» **Work task A**
In the book review, which pie does the writer find most synonymous with the States?
» **Work task B**
Write out the part of the book review starting with "The self-explanatory concept" and going on through "stereotypical American diner.", word for word.

» **Quoted passage**

######

The self-explanatory concept of 50 States, 50 Pies includes the author’s notes on each state and its influence on her, plus a dedication to an important friend in her life. The format means the book feels more personal than the average recipe book and leaves with you with a sense of knowing someone new, thanks to the picture of the author’s character gradually painted throughout.
‘As American an apple pie’ the saying goes, yet to me, it’s the cherry pie in David Lynch’s Twin Peaks that’s most synonymous with the States. Not to worry, as the book contains a recipe for both, and there is a mix of sweet and savoury, the inventive and traditional. The Scallion Bagel Pie, for example, strays perilously into quiche territory, whereas the Peach Custard Pie looks exactly how you’d picture pudding in a stereotypical American diner.

######

[Recorded data]
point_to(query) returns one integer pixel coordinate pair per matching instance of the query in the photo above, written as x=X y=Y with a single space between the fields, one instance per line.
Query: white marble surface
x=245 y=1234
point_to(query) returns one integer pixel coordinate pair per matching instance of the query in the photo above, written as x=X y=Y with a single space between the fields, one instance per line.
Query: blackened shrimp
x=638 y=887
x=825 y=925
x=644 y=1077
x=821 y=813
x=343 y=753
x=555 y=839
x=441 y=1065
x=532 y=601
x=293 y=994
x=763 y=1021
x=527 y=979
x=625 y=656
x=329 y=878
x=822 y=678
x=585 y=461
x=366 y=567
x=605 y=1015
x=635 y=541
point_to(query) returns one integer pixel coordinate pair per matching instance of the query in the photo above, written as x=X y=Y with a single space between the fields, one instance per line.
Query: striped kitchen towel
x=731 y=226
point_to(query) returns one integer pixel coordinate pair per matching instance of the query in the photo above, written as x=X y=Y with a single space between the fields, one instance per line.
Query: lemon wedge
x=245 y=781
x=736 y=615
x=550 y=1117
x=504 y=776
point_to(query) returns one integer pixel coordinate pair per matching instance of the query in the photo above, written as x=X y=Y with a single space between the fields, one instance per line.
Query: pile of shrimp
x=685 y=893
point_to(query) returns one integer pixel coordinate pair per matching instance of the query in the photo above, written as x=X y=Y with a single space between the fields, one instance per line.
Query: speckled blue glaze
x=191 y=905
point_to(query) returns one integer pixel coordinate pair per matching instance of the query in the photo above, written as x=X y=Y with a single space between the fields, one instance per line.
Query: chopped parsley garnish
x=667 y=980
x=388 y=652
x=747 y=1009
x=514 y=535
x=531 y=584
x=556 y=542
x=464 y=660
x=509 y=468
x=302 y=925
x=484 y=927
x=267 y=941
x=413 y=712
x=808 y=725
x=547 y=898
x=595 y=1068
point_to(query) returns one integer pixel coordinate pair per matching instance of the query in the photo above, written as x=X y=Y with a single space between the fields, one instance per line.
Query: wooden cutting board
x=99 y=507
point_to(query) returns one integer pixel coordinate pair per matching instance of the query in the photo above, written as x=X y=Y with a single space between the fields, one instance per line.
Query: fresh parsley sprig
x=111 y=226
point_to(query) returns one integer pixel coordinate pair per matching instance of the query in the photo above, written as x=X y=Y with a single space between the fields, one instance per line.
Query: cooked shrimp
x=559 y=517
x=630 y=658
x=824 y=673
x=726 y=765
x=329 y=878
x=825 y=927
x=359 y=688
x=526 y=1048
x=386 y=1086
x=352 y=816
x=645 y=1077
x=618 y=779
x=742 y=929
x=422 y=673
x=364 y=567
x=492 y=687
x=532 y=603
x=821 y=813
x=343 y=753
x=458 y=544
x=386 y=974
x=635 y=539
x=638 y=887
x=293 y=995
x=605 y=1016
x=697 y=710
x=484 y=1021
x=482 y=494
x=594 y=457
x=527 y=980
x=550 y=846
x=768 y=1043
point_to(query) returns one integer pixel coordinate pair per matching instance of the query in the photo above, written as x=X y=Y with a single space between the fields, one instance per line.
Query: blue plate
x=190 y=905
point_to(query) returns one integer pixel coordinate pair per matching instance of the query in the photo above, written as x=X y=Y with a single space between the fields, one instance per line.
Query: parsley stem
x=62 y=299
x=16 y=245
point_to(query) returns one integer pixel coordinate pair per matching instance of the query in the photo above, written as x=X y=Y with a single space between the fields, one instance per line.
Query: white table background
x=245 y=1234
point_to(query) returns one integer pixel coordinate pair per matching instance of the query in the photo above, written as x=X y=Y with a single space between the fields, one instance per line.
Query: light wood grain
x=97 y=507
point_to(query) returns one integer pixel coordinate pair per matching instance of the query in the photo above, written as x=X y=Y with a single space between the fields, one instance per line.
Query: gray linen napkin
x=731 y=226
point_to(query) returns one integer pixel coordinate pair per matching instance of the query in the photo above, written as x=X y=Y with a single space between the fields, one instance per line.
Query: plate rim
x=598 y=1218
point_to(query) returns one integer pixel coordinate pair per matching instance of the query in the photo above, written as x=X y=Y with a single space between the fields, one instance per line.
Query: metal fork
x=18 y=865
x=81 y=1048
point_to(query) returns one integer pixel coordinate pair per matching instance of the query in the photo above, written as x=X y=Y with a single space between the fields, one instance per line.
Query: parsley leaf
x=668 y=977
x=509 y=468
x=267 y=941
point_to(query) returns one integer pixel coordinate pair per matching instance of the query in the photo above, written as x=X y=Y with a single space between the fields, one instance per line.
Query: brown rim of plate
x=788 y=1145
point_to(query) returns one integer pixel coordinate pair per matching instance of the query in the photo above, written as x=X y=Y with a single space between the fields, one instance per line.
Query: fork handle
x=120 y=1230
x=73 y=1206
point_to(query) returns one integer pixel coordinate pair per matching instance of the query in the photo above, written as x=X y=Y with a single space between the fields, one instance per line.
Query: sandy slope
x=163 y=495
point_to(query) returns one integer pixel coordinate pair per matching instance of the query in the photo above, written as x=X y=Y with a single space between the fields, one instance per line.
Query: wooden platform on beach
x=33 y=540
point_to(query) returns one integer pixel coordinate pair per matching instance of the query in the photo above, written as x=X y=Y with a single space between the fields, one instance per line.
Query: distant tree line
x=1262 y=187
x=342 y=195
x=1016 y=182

######

» **Answer A**
The cherry pie in David Lynch's Twin Peaks.

» **Answer B**
The self-explanatory concept of 50 States, 50 Pies includes the author’s notes on each state and its influence on her, plus a dedication to an important friend in her life. The format means the book feels more personal than the average recipe book and leaves with you with a sense of knowing someone new, thanks to the picture of the author’s character gradually painted throughout.
‘As American an apple pie’ the saying goes, yet to me, it’s the cherry pie in David Lynch’s Twin Peaks that’s most synonymous with the States. Not to worry, as the book contains a recipe for both, and there is a mix of sweet and savoury, the inventive and traditional. The Scallion Bagel Pie, for example, strays perilously into quiche territory, whereas the Peach Custard Pie looks exactly how you’d picture pudding in a stereotypical American diner.